DATA EXTRACT |
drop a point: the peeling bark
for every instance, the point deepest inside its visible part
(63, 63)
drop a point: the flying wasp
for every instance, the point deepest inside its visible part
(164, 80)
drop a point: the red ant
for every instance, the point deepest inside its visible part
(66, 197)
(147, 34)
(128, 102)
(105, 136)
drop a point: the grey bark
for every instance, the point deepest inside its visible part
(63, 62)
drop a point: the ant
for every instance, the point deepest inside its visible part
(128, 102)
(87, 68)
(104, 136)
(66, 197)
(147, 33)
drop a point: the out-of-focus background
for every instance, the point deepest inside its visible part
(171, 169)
--
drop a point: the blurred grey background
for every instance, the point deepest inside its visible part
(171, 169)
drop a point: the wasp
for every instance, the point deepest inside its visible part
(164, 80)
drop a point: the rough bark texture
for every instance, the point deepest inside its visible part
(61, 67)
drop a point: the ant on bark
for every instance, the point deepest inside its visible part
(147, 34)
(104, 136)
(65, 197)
==
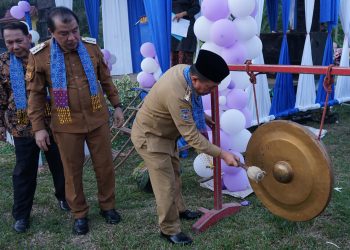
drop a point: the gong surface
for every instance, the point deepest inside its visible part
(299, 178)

PROBLEM TO WORK ON |
Show each line of the records that contains the word "bark".

RIGHT ANSWER |
drop a point: the peeling bark
drop a point: the grey bark
drop a point: the rough bark texture
drop a point: the ant on bark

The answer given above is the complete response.